▶ DIRECTIONS: Those lines of the data that hold the word "dark" are to be copied out.

▶ DATA FOR THIS TASK:

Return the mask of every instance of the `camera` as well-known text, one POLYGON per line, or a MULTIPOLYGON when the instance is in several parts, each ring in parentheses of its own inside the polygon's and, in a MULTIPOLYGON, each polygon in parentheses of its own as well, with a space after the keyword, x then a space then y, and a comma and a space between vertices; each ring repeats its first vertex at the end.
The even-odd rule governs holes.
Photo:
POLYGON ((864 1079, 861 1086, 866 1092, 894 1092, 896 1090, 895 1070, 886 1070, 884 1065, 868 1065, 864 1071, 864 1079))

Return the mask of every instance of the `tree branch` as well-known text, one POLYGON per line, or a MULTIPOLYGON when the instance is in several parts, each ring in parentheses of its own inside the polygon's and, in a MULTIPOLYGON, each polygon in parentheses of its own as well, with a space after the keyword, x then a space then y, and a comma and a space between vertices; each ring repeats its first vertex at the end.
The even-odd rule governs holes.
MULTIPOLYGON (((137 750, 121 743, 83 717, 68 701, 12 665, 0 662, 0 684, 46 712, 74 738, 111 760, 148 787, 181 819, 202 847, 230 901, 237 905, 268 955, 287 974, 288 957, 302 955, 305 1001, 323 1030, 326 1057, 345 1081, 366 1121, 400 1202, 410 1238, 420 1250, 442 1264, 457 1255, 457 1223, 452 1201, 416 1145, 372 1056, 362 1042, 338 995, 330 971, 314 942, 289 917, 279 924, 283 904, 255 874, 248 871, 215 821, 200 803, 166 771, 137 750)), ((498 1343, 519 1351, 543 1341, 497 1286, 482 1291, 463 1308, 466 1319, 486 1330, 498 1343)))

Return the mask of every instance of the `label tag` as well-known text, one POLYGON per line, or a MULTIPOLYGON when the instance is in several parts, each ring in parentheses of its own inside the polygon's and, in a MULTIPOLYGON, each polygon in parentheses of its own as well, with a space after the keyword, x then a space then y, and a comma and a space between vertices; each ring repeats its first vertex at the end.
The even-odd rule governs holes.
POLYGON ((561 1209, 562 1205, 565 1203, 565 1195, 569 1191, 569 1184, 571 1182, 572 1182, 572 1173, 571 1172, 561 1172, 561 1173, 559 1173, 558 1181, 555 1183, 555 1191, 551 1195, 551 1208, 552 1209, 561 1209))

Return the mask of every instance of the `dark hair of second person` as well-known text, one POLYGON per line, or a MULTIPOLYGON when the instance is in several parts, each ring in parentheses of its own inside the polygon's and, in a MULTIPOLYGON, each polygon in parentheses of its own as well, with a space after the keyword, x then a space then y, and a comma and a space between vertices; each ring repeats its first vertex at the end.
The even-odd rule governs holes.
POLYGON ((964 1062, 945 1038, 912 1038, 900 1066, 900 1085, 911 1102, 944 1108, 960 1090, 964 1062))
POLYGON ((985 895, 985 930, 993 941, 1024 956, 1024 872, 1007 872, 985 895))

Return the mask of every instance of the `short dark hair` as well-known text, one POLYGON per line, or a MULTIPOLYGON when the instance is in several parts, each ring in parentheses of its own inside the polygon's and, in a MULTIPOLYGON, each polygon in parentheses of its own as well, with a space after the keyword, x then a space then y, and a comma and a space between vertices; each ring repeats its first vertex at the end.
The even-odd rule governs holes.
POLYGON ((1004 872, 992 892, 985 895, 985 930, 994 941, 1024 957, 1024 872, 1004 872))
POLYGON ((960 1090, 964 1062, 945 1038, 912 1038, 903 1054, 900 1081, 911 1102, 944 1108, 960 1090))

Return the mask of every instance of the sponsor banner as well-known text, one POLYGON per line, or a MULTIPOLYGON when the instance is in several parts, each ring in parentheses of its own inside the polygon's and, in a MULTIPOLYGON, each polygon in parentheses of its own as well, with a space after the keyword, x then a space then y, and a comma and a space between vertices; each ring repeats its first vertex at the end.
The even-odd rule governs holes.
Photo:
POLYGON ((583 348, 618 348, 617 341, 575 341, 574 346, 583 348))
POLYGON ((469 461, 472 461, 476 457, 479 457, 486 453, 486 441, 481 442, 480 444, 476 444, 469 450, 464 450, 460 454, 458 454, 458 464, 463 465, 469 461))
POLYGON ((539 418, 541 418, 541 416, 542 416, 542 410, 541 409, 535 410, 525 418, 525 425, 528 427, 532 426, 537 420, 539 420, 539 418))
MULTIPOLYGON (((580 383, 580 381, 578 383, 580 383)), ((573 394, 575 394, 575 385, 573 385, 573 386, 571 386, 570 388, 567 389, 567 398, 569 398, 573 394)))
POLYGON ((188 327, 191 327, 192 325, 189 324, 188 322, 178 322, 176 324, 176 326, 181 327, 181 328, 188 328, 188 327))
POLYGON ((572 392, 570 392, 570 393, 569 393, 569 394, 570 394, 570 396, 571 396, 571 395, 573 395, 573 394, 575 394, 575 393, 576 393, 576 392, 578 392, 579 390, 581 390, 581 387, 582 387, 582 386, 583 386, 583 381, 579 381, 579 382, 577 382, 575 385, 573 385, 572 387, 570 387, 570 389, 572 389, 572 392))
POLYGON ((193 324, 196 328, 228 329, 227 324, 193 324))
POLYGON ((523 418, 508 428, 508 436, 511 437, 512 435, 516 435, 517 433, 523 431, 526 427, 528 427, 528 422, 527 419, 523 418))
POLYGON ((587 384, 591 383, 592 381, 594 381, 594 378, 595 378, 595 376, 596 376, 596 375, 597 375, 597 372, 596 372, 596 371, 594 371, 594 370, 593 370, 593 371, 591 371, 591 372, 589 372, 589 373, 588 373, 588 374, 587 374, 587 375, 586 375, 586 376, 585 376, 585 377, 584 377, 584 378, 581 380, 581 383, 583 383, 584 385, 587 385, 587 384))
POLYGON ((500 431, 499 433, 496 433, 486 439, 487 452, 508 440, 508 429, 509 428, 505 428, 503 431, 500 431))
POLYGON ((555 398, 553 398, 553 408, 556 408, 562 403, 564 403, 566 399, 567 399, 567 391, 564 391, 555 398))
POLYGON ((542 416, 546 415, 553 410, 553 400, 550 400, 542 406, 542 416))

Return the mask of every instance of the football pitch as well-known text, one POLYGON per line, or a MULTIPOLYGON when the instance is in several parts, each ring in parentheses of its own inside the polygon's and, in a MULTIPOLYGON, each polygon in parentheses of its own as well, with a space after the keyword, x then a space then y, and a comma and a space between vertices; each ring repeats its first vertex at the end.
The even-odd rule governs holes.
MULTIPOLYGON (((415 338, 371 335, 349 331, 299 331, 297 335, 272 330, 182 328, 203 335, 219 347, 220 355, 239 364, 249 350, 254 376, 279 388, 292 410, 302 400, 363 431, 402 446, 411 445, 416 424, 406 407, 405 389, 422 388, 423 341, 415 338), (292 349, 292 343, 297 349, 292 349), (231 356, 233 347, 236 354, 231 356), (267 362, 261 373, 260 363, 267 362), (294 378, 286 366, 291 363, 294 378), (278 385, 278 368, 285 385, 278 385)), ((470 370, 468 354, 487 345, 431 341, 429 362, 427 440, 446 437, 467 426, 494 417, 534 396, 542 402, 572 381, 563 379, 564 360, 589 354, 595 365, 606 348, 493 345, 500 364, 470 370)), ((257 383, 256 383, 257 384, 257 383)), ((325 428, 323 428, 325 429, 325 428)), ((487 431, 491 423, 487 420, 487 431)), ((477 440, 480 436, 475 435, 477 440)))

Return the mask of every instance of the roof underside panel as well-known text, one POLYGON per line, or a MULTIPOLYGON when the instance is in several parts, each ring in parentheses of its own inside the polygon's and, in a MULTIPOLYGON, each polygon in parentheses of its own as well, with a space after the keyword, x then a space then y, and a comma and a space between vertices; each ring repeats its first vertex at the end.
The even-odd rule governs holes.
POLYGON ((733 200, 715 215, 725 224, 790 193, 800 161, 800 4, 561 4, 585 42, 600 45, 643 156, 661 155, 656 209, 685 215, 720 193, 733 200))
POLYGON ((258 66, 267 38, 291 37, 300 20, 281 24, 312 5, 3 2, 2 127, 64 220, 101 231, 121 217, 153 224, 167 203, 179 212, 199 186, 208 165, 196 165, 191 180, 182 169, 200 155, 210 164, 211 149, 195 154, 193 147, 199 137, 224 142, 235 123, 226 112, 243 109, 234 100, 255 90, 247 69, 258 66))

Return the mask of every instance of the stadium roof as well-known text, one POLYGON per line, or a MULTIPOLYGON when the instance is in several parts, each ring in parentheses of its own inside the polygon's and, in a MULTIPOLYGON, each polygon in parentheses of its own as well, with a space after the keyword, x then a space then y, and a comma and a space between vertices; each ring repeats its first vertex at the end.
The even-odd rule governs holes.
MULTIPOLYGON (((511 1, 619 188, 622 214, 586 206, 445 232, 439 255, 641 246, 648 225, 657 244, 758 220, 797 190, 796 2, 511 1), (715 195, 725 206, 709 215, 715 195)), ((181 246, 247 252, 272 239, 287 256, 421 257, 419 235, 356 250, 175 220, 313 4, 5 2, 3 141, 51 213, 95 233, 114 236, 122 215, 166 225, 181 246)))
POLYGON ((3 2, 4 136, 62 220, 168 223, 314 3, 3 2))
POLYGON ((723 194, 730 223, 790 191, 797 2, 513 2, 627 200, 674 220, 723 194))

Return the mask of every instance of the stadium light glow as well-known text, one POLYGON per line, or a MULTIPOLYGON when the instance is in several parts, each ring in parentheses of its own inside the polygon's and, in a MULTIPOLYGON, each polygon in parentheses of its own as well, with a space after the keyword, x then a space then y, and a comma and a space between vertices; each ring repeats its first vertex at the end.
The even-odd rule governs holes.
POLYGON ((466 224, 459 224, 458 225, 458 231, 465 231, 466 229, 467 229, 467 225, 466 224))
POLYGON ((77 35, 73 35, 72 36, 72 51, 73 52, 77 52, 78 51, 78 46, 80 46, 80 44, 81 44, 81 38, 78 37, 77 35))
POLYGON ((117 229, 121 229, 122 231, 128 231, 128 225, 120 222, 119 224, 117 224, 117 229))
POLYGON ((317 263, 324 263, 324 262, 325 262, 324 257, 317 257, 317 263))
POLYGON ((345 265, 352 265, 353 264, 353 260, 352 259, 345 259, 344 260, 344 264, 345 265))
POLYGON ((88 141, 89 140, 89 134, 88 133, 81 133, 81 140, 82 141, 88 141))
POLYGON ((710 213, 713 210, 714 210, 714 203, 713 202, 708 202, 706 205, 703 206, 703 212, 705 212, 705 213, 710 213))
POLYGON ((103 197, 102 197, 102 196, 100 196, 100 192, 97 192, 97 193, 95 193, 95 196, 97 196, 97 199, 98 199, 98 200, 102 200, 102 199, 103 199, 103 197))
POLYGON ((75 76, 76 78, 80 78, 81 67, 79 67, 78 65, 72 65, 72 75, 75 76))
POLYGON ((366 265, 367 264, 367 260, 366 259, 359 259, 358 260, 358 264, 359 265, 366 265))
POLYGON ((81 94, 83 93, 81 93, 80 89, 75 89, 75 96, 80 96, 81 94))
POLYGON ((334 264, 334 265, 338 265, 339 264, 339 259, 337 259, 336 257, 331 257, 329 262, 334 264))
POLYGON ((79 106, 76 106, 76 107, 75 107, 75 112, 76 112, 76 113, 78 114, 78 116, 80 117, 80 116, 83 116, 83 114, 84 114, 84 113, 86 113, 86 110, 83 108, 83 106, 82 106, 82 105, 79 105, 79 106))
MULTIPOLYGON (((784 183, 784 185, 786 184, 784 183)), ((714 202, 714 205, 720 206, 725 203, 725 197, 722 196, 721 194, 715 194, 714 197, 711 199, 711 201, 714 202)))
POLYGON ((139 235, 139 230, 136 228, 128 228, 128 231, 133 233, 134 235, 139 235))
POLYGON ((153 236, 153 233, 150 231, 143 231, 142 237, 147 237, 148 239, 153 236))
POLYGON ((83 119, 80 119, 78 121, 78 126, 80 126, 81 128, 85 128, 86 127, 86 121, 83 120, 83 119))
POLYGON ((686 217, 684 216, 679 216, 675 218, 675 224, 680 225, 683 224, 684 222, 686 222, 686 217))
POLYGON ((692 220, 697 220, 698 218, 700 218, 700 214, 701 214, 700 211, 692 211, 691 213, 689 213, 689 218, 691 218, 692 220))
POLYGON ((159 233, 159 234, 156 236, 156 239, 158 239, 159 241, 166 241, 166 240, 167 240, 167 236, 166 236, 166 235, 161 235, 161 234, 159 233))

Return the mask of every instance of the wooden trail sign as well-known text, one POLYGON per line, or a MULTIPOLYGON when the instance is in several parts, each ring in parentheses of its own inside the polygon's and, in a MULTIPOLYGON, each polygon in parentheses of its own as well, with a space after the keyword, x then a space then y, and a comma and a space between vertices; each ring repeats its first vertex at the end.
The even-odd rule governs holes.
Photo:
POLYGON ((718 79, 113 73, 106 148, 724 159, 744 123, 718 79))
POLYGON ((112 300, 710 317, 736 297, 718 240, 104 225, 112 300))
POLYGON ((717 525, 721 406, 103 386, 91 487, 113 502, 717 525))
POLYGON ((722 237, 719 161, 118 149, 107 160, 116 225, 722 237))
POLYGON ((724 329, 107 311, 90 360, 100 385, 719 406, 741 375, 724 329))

▶ RESULT:
Return the mask of every instance of the `dark hair of second person` as well-known text, one POLYGON per line, or a MULTIPOLYGON when the instance is in several parts, each ring in parentheses of its own inside the polygon's and, in a MULTIPOLYGON, each polygon in parentheses of its own as well, with a space after the keyword, x then a space then y, and a comma and a space between vertices; each ring repeats its first vertex at the end.
Return the mask of every instance of the `short dark hair` as well-known text, one POLYGON per line, or a MULTIPOLYGON when the instance is in several parts, each ring in parentheses of its own inside the polygon's and, in a MULTIPOLYGON, each polygon in parentheses of its own as well, with a space after the keyword, x then a space then y, and a comma and a space between vertices; each ring repeats its first vertex at the end.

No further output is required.